We had a ton of great questions, so I pulled the best ones together with my answers below. Whether you're just getting started or you've been doing this for years, there should be something in here for you.

How do you show a client you're worth what they're paying you?

Liz asked this one. She's just starting out and wanted to know how you prove your value when you're only working for the client a few hours a week.

The weekly recap email. It's my #1 move. Every Friday, I'd send each client a short note: here's what I got done this week, here's what's next. It does two things. It lets them reprioritize on the fly, and it kills the biggest fear companies have about fractional, which is "can someone really do much in 10 hours a week?" When they see five real things you knocked out in 10 hours, that fear disappears. It became a point of pride for me. Five things in 10 hours that a full-timer might take a 40-hour week to do.

For more reading on this, check out How to Provide Weekly Updates to Your Fractional Clients.

What are you seeing in terms of demand, both which functions and which kinds of companies?

Monica asked this. She's a fractional CFO and wanted the view from the demand side.

Top three functions are CFO, CMO, and CTO. CFOs are #1 because they were the original fractional role, so there's just way more awareness there. CMOs are right behind, and CTOs round it out (though my network is biased toward tech startups). I'm also seeing more heads of sales and HR lately, which is great. On the company side, it's almost always small businesses and startups. There are really only two reasons to hire fractional: you don't have the need for a full-timer, or you don't have the budget. Early-stage companies usually have one or both. One nuance: some functions like CFO and CISO stretch nicely into later-stage companies. Others, like marketing, don't. I can't picture a 100-person company without full-time marketing leadership.

For more reading on this, check out What Are the Most Common, and Least Common, Fractional Roles?

I gave my first client a discount. How do I raise my rate without blowing up the relationship?

Michelle asked this. Her first client is open to extending, and she knows she's priced too low.

First off, your instinct to take the discount and get client reps in was right. For next time: when you discount, call it out upfront and tie it to a trigger. I once told a client "I'll take 20% off until you raise your seed round, then rates go back up." Clean and built-in. For where you are now, two things matter most. One, give advance notice, like "heads up, in three months XYZ," never "effective next week." Two, pair it with leverage. Leverage beats "let me show you my value" every time. Leverage is a concrete reason the rate is going up: you've got more clients now, you're charging them more, you've gone deep on something new.

For more reading on this, check out How to Increase Your Rates.

What's the typical length of a fractional contract?

Steve asked this. He's an ethics and compliance officer juggling annual agreements and shorter project work.

I give two answers. For high-growth startups, it's often 6 to 9 months, maybe a year, then they do well, outgrow you, and need a full-timer. Small businesses grow slower, so I see those run a year, 18 months, two-plus. It really comes down to how fast the company grows and when they outgrow the fractional. And for work like yours, starting on a project basis and then transitioning into a low-hour ongoing retainer makes a ton of sense. It won't be a standard 10-hour-a-week deal. You build something custom that works for both sides.

For more reading on this, check out What Fractional Contracts Typically Look Like.

» AIM: Transcribe the part of the Q&A on fractional work above, starting at "For more reading on this, check out How to Increase" and ending at "Typically Look Like.".

» RECORDS:
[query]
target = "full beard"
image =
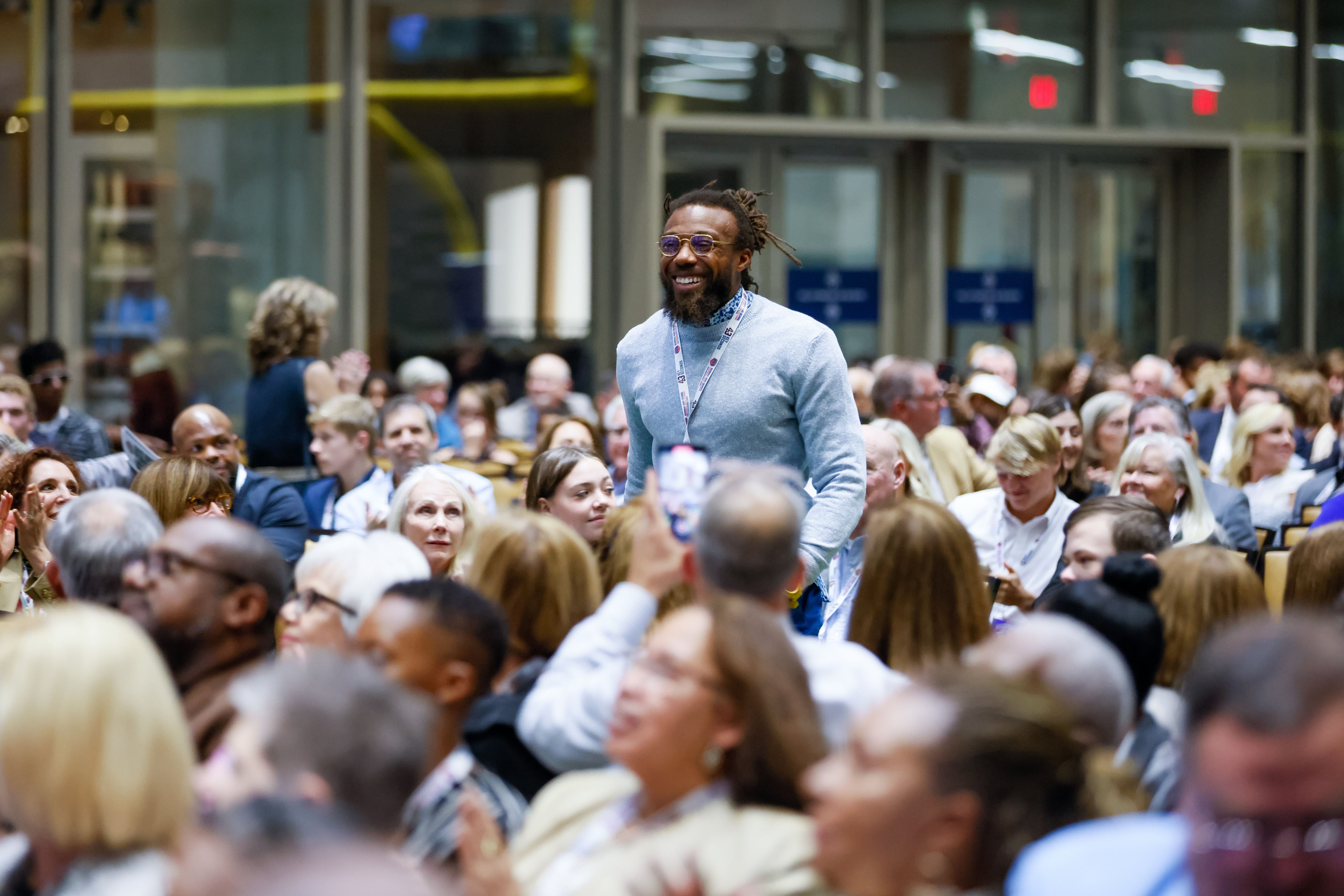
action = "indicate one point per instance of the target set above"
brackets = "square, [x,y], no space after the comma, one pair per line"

» SOLVED PROBLEM:
For more reading on this, check out How to Increase Your Rates.

What's the typical length of a fractional contract?

Steve asked this. He's an ethics and compliance officer juggling annual agreements and shorter project work.

I give two answers. For high-growth startups, it's often 6 to 9 months, maybe a year, then they do well, outgrow you, and need a full-timer. Small businesses grow slower, so I see those run a year, 18 months, two-plus. It really comes down to how fast the company grows and when they outgrow the fractional. And for work like yours, starting on a project basis and then transitioning into a low-hour ongoing retainer makes a ton of sense. It won't be a standard 10-hour-a-week deal. You build something custom that works for both sides.

For more reading on this, check out What Fractional Contracts Typically Look Like.